Position annotation records:
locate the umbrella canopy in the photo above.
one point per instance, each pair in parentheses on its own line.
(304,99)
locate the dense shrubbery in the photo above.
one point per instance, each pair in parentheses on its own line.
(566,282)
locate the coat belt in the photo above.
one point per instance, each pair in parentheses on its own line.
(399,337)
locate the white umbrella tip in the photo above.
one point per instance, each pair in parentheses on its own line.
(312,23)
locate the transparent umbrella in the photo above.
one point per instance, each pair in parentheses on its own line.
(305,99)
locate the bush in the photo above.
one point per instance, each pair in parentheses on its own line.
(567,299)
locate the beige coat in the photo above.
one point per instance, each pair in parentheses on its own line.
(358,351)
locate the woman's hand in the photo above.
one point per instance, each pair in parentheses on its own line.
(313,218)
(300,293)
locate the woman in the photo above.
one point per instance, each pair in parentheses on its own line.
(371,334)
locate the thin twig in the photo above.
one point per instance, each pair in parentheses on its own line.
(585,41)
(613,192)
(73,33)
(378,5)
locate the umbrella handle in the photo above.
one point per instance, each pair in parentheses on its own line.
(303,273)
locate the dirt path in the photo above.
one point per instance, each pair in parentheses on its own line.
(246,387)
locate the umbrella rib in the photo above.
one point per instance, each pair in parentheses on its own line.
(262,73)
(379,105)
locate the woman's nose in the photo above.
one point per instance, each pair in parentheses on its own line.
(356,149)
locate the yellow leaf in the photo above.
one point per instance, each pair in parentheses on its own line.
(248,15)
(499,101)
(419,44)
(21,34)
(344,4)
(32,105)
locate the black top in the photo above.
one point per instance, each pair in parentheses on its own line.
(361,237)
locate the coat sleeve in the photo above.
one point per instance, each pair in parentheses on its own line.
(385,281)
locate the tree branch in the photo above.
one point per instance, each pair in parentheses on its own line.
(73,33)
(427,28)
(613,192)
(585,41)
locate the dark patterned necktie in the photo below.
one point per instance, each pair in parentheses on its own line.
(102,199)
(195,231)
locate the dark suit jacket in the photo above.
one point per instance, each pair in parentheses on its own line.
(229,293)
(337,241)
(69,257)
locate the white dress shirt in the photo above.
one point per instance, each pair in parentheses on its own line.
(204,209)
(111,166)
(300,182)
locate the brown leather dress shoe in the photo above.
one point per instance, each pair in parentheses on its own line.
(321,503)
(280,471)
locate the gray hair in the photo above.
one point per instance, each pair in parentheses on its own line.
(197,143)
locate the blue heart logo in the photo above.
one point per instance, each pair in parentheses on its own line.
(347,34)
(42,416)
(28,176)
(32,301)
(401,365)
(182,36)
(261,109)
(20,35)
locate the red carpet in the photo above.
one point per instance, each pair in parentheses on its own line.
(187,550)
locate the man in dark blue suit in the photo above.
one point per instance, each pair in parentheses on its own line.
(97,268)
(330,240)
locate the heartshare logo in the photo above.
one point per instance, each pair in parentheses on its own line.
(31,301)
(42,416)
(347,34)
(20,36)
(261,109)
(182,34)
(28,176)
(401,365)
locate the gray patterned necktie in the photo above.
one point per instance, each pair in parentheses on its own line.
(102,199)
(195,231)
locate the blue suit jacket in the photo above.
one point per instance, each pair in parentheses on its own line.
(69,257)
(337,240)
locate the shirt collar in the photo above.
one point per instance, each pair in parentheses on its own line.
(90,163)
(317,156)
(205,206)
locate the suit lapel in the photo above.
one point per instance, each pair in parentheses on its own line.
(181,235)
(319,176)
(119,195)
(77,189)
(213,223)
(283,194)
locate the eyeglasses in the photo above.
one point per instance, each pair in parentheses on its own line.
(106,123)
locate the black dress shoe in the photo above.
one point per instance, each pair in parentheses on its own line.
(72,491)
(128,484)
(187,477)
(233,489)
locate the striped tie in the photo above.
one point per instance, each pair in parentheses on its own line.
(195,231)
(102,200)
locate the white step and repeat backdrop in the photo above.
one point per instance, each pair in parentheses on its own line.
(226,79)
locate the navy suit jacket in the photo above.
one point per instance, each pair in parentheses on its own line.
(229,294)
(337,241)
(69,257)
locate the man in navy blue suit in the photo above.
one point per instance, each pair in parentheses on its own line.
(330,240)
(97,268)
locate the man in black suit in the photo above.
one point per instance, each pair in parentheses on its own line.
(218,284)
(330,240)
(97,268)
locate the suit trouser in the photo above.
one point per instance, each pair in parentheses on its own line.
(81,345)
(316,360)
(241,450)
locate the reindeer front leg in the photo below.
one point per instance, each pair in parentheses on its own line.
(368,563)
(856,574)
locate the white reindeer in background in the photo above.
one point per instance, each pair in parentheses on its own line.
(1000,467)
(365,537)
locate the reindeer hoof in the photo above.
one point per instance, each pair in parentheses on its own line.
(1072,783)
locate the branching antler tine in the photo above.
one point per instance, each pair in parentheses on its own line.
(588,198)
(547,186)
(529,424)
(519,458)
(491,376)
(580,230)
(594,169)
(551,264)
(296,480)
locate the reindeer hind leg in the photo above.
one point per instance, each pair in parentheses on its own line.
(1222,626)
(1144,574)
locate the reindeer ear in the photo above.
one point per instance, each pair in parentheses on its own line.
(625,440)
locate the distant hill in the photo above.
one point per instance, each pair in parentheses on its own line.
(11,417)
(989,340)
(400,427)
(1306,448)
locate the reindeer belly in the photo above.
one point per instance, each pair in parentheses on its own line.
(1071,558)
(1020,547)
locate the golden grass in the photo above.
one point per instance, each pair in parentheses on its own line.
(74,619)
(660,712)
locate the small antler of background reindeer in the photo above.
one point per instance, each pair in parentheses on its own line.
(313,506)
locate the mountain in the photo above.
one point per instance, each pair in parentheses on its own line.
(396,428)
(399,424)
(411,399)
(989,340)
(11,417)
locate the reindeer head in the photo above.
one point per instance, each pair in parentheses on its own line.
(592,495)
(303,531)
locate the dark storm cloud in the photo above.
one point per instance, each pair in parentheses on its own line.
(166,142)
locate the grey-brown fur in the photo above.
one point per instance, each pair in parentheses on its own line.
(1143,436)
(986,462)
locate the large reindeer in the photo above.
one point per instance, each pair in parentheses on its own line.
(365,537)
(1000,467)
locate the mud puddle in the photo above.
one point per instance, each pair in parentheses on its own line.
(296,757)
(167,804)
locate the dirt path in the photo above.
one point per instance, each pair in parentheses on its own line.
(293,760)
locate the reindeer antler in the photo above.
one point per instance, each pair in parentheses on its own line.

= TASK =
Repeat the entries shown above, every one, word for word.

= THE SOLUTION =
locate the umbrella canopy in the photo above.
one point per instance, each pair in parentheses on its own line.
(304,99)
locate the dense shrubbery in the photo above.
one point per instance, each pair in parentheses on its own line.
(566,282)
locate the coat belt in the photo above.
one point per instance, each pair in parentheses on its own line.
(399,337)
locate the white umbrella tip in the photo above.
one point per instance, each pair in parentheses on its own line.
(312,23)
locate the transparent umbrella in the photo above.
one point per instance, each pair in parentheses on its own line.
(305,99)
locate the bush in the photo above.
one point per instance, each pair in parentheses on its own line.
(567,299)
locate the beige coat in the photo above.
one point per instance, each pair in parentheses on its own line.
(358,351)
locate the woman's hand in the photo above.
one point per instance, each pair in parentheses on its own line.
(313,218)
(300,293)
locate the woman in the photo above.
one point per instance, each pair in parentheses on its own line.
(371,334)
locate the thin twig in the photo above.
one point per instance, each pair in parentheses on its own line.
(585,41)
(613,192)
(73,33)
(378,5)
locate the umbrella handle in the photo above.
one point per instance, each pair in parentheses on its own line.
(303,273)
locate the dirt path in the photo above.
one point per instance, each pair in parentheses on its own line.
(246,387)
locate the umbrella rib in the photo above.
one point per instance, each pair in parentheses on its own line.
(262,73)
(379,105)
locate the woman's nose in the photo above.
one point per instance, each pair in parentheses on its own line.
(356,149)
locate the yellow leaf in the photo above.
one point per instance, each pair in parentheses on its own line.
(248,15)
(499,101)
(419,44)
(21,34)
(344,4)
(32,105)
locate the black top in the photo above.
one point per instance, each pair in parentheses on its own line.
(361,237)
locate the coat sleeve in the photo above.
one point per instance, each pair in parentheses on its own line.
(385,281)
locate the tree branch in the photo above.
one point per instance, each pair in parentheses on its own line.
(73,33)
(427,28)
(613,192)
(585,41)
locate the dark patterned necktie in the photo below.
one point per instance, each pair in parentheses on its own line.
(102,199)
(195,231)
locate the dark suit jacket in the photo above.
one point per instance, each pair in parentheses on its own line.
(229,293)
(337,241)
(69,257)
locate the white dress shirt in the photo above.
one point per instance, each pair in parentheses on its own line.
(204,209)
(111,166)
(300,182)
locate the brown leather dress shoe in the photo above.
one point per instance, each pair in parentheses on its own line.
(321,503)
(280,471)
locate the gray hair in the photo above.
one point per instance, each pair in parentheses on its own line.
(197,143)
locate the blue heart logo in the photo above.
one point per instance, each pair in parentheses on its own line.
(347,34)
(42,416)
(28,176)
(32,301)
(401,365)
(182,36)
(261,109)
(20,35)
locate the red carpet in the photo above.
one point per instance, each pair in parentheses on its own line.
(187,550)
locate the man in dark blue suit in the photo above.
one point per instance, each pair in parentheses on its own line.
(97,268)
(330,240)
locate the heartshare logo in the photo above.
one point per instance, each pair in parentheses on its own line.
(31,301)
(42,416)
(347,34)
(20,36)
(261,109)
(182,34)
(28,176)
(401,365)
locate the gray patterned necktie in the photo above.
one point per instance, each pair in parentheses on its own line.
(102,199)
(195,231)
locate the blue suit jacket in the photo above.
one point per instance, each pair in parentheses on its own line.
(69,257)
(337,240)
locate the shirt collar in the photo above.
one point per instance, each pair in parentheses on its own line.
(90,163)
(317,156)
(205,206)
locate the suit lapel in the photo above.
one point per instance, each pair in parentheses on its own line.
(181,235)
(319,176)
(119,195)
(77,189)
(213,223)
(283,194)
locate the eyeglasses in the photo above.
one point per instance, each pair in parentheses on its own line.
(106,123)
locate the black dress shoe in the photo above.
one point per instance, each pair in parentheses on its own line.
(72,491)
(128,484)
(187,477)
(233,489)
locate the striped tie in the photo above.
one point per instance, each pair in parentheses on its own line.
(195,231)
(102,200)
locate the white step and repeat backdrop in the photo above.
one point per instance, each pair in parentheses on its own line.
(226,79)
locate the navy suit jacket in the photo above.
one point per instance, each pair in parentheses on its own line.
(229,294)
(337,241)
(69,257)
locate the man in navy blue suit in the photo above.
one point per instance, each pair in parentheses on its own line.
(330,240)
(97,268)
locate the man in black suit in the photo above.
one point per instance, each pair in parentheses on its own line.
(218,284)
(330,240)
(97,268)
locate the suit trouser in the photo above.
one point per instance, each pair in parentheses on its own line.
(81,345)
(316,360)
(241,450)
locate the reindeer front leg in the photo below.
one point per instance, each pair in parentheses on its own line.
(368,563)
(856,574)
locate the white reindeer in background in the photo above.
one point per instance, each pair in parentheses on its own line.
(1000,467)
(365,537)
locate the reindeer hoof in the photo above.
one point per instance, each pair in parentheses on its own line.
(1072,783)
locate the branching antler tine in the photo above.
one point per instance, each pair in parentheses on its own line.
(588,198)
(547,186)
(529,424)
(519,458)
(491,376)
(580,230)
(594,169)
(551,264)
(296,480)
locate the reindeer hind leg in the photo above.
one point per instance, each pair in parentheses on its own line.
(1222,626)
(1144,574)
locate the reindeer ear in the photo above.
one point per instance, each pair in parentheses on its own line.
(625,440)
locate the distant hill in the photo above.
one point per instance, each pair in parentheses on its own line.
(11,417)
(989,340)
(400,427)
(1306,448)
locate the reindeer belly in the photo above.
one point per instance, each pair in parentheses on its own line.
(1071,558)
(1020,547)
locate the golden grass in the photo above.
one point per instance, each pair in parentheses on its own line.
(74,619)
(660,712)
locate the small antler of background reindeer in the photo above.
one point per instance, each pair in parentheses on its own line.
(313,506)
locate the mountain in the photo above.
one point per instance, each pair in parentheses on its own line.
(396,428)
(399,424)
(411,399)
(989,340)
(11,417)
locate the reindeer head in the photo above.
one point per instance, each pair in parentheses on its own line.
(592,495)
(303,531)
locate the dark storm cloud in the photo above.
one point per instance, each pair in parentheses on its own line.
(166,142)
locate the grey-brown fur in the photo above.
one point per instance, each pair in parentheses on its own line.
(1143,436)
(986,462)
locate the large reindeer in the photo above.
one point per instance, each pair in parentheses on its own line.
(365,537)
(1000,467)
locate the mud puddle in the photo above.
one point per instance, each pair in parentheses on its own line.
(296,757)
(167,804)
locate the dirt path in the photo above.
one point per instance, each pair in parentheses on its own line.
(293,760)
locate the reindeer antler in the photo above.
one point per instance, each pair in parentheses on its own line.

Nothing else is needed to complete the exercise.